Text provided:
****

- Born: Joanna Cindy Veron Miranda November 19, 1990 (age 35)
- Education: University of Santo Tomas
- Occupations: Beauty pageant titleholder; actress; host;
- Height: 5 ft 7 in (1.70 m)
- Beauty pageant titleholder
- Agency: Viva Artists Agency
- Years active: 2011–present
- Major competitions: Miss Philippines Earth 2008 (Unplaced); Binibining Pilipinas 2013 (Winner – Binibining Pilipinas Tourism 2013) (Binibining Petron) (Cream Silk Beyond Beautiful Woman Award); Miss Tourism Queen International 2013 (Top 10);

= Cindy Miranda =

Filipino actress (born 1990)

Joanna Cindy Veron Miranda (born November 19, 1990) is a Filipino actress and beauty pageant titleholder who was crowned Binibining Pilipinas Tourism 2013 at the Binibining Pilipinas 2013.

==Early life==
She was born to Ana and Tony Miranda. She has four siblings. Miranda finished her Tourism course in University of Santo Tomas in 2011 with cum laude honors.

==Career==
In 2011, she joined the cast of Pinoy Big Brother: Unlimited. She became co-host of variety-game show Wil Time Bigtime from 2012 to 2013 and Wil To Win in 2024.

****

[Records]
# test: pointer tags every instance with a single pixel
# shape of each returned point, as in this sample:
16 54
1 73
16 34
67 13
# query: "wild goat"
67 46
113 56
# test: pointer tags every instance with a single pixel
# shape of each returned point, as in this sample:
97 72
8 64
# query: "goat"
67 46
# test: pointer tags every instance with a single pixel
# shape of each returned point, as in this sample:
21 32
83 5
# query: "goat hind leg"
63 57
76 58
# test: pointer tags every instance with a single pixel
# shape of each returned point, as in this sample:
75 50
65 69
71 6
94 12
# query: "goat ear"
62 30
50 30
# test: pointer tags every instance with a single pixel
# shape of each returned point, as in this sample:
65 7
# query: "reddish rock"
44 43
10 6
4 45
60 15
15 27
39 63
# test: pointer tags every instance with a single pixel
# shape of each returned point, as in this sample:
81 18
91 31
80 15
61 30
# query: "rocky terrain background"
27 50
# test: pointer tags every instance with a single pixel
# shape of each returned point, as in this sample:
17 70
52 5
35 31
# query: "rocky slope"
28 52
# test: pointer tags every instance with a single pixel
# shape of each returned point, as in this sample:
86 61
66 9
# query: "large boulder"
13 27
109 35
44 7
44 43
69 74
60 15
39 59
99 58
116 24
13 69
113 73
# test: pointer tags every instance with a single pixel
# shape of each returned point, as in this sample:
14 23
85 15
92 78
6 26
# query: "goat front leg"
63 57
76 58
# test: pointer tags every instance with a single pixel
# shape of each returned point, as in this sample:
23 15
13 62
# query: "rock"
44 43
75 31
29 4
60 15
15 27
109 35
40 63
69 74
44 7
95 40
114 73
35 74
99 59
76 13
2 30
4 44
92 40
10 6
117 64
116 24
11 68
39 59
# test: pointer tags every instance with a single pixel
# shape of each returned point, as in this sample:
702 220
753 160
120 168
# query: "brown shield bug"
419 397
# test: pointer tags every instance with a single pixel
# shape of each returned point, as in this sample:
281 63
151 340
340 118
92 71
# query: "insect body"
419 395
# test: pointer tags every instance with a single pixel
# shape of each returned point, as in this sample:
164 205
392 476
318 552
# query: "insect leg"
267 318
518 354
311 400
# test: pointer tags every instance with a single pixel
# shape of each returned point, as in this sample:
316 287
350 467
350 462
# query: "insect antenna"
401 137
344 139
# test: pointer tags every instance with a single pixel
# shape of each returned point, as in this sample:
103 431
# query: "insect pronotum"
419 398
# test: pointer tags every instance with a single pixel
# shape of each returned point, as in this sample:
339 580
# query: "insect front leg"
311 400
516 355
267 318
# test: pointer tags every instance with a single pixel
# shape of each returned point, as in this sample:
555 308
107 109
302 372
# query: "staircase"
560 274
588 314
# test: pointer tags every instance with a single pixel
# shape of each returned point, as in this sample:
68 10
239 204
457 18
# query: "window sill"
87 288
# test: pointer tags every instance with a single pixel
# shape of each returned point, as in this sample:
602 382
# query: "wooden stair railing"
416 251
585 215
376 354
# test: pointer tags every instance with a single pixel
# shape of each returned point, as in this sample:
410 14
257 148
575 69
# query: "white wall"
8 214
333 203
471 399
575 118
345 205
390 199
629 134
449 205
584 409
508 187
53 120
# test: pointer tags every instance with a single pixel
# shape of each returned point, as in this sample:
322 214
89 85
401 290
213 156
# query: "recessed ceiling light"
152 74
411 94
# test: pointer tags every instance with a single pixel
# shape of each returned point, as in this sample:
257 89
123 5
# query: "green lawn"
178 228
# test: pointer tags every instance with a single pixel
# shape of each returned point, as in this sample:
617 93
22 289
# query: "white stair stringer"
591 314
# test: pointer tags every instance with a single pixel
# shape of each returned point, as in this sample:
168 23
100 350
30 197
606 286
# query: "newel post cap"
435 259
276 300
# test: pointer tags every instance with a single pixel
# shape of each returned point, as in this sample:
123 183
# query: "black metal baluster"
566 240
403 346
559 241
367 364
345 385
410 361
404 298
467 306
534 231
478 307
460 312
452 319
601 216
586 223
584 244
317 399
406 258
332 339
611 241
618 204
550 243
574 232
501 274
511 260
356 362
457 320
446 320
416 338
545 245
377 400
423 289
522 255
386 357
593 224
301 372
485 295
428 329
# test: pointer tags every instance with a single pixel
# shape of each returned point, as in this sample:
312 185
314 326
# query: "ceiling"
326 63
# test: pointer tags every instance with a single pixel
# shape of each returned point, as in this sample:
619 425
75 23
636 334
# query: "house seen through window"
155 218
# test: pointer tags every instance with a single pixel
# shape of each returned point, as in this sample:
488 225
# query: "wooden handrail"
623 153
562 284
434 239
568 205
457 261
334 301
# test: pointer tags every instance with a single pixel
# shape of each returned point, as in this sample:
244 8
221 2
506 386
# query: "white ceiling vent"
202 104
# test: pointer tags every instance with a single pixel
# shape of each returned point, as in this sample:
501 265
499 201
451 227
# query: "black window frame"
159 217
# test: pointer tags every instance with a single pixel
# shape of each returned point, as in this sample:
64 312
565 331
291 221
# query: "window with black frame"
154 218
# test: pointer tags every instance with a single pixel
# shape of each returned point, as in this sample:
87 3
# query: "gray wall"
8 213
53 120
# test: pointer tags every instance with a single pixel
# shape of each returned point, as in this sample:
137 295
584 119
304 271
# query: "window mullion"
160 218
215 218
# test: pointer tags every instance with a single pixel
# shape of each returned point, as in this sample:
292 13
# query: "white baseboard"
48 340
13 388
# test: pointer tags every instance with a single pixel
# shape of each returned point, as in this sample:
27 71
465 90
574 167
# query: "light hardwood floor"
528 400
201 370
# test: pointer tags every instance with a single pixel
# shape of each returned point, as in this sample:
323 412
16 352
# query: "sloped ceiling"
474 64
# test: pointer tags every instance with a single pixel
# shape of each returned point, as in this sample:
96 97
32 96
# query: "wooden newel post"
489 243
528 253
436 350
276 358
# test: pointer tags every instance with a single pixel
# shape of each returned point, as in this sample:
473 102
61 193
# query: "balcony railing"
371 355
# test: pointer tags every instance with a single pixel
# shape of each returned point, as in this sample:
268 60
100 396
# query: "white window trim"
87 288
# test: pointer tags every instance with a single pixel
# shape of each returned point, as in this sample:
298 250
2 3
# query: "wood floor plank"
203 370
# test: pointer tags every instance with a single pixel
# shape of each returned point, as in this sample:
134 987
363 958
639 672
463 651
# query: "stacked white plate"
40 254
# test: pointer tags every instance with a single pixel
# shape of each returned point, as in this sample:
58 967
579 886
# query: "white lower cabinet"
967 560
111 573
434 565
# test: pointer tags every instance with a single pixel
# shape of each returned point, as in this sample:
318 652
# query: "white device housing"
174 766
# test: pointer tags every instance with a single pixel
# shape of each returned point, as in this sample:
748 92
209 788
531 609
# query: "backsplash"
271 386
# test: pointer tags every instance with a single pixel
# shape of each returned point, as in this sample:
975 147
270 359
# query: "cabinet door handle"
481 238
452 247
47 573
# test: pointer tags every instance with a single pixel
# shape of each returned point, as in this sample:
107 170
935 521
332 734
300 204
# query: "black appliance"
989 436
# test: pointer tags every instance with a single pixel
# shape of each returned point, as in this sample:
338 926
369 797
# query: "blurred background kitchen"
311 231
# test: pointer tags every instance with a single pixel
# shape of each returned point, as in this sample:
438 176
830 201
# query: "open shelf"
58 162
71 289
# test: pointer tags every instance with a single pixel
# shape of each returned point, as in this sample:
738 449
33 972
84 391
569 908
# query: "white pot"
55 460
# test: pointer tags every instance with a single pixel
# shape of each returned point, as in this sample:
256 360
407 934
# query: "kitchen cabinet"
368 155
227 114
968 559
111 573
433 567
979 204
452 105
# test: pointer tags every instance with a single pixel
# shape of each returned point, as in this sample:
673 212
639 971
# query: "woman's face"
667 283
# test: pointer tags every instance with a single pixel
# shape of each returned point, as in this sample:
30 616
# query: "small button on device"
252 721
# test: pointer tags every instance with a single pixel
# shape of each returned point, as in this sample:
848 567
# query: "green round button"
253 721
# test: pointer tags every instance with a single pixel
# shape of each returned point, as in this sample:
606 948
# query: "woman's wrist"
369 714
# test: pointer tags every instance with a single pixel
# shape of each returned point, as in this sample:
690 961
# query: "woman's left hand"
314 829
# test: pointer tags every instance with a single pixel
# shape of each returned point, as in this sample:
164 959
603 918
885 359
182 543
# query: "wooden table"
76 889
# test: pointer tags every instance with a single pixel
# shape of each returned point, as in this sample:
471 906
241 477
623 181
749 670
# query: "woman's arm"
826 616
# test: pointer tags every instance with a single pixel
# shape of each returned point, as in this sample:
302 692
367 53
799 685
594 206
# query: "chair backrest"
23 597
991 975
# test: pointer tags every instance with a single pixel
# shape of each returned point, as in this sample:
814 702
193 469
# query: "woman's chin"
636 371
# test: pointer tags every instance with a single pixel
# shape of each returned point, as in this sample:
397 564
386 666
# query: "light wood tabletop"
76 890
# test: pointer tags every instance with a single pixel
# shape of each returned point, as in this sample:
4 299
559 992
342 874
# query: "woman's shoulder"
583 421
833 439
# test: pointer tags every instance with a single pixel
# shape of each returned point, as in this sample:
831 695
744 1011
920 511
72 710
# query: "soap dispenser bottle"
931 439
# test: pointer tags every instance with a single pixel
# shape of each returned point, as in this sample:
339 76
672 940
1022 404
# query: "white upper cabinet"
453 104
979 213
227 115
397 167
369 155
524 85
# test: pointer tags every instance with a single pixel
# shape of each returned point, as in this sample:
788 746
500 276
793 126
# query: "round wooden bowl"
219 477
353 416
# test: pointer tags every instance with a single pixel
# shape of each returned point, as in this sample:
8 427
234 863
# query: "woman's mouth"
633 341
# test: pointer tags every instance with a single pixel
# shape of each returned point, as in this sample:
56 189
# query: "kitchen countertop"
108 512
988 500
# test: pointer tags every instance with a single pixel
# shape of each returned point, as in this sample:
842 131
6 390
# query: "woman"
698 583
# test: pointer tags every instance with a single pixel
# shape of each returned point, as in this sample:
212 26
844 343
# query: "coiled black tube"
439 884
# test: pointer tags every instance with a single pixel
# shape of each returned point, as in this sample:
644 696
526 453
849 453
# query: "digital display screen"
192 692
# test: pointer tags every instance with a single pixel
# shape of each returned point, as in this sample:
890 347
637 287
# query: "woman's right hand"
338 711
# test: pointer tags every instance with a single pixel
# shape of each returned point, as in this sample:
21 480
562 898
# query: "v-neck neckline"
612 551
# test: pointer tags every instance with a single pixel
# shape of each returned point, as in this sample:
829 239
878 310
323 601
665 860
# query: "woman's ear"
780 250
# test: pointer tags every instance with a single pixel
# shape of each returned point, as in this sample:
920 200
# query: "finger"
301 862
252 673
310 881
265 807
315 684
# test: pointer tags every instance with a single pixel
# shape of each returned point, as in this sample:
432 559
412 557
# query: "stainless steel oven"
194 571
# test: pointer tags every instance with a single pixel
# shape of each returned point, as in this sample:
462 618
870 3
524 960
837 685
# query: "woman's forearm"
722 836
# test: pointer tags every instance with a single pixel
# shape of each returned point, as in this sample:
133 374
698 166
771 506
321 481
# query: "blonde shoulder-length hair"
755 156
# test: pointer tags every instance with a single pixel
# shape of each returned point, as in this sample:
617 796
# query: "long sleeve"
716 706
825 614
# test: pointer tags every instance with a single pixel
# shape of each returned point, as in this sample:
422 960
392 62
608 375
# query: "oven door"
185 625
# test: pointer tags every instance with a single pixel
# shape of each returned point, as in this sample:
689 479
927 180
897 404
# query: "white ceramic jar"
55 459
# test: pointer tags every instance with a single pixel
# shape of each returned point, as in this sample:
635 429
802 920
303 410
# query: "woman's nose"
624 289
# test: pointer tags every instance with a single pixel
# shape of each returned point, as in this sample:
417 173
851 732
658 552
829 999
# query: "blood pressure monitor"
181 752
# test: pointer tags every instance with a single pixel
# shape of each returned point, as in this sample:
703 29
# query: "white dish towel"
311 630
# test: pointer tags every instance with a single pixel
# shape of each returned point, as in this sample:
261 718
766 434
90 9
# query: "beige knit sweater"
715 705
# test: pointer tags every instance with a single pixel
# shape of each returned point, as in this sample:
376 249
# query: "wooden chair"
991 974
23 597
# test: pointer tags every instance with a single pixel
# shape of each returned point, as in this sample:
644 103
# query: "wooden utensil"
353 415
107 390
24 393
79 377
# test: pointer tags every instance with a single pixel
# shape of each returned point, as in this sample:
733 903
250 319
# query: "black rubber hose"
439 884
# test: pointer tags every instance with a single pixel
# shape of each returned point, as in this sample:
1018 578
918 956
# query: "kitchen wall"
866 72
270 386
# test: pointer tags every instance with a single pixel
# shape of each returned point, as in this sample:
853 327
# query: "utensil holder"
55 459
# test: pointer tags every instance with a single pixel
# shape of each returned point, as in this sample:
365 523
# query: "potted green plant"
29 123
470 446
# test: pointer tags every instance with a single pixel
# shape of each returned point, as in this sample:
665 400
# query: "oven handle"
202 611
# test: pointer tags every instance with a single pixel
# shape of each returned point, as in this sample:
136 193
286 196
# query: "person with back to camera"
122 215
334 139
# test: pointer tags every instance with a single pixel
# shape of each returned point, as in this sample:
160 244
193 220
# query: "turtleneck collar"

****

Task requirements: Turn the paragraph beginning "She was born to Ana and Tony Miranda" in the Cindy Miranda text into a short bulleted list that keeps its main facts.

Response to the task:
- Parents: Ana and Tony Miranda
- Siblings: four
- Education: finished a Tourism course at the University of Santo Tomas in 2011, cum laude